Write the rows below as a two-column CSV with the header text,answer, with one line for each row. Put each row's text in the first column and its answer in the second, with each value in a single quoted field and any line breaks replaced by spaces.

EXERCISE MATERIALS:
□ □ □ □

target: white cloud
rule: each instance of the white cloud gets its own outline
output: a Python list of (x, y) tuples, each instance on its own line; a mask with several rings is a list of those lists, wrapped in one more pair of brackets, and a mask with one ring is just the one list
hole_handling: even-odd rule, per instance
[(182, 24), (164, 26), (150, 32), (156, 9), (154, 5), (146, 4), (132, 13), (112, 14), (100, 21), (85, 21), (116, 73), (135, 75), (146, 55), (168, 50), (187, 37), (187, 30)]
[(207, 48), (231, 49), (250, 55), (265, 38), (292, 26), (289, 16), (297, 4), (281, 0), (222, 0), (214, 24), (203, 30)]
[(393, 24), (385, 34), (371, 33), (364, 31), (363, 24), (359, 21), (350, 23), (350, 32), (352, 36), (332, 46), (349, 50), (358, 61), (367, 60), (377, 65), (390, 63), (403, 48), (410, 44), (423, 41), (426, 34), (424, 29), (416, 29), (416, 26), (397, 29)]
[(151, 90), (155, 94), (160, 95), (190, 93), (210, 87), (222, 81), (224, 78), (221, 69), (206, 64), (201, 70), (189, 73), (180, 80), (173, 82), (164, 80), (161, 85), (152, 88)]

□ □ □ □

RESPONSE TO THIS TASK:
text,answer
"target: white cloud rule: each instance of the white cloud gets its own outline output: a Python list of (x, y) tuples, each instance on its own line; a mask with several rings is a list of those lists, wrapped in one more pair of brackets, and a mask with one ring is just the one list hole_handling: even-odd rule, per instance","[(182, 24), (164, 26), (150, 32), (156, 9), (154, 5), (146, 4), (132, 13), (112, 14), (100, 21), (85, 21), (116, 73), (135, 75), (146, 55), (168, 50), (187, 37), (187, 30)] [(207, 48), (231, 49), (250, 55), (265, 38), (292, 26), (289, 16), (297, 4), (281, 0), (222, 0), (214, 24), (203, 30)] [(393, 24), (385, 34), (371, 33), (364, 31), (363, 24), (359, 21), (350, 23), (350, 32), (352, 36), (332, 46), (349, 50), (358, 61), (367, 60), (377, 65), (390, 63), (403, 48), (410, 44), (423, 41), (426, 34), (424, 29), (416, 29), (416, 26), (397, 29)] [(151, 90), (155, 94), (160, 95), (190, 93), (210, 87), (222, 81), (224, 78), (221, 69), (206, 64), (201, 70), (189, 73), (180, 80), (173, 82), (164, 80), (161, 85), (152, 88)]"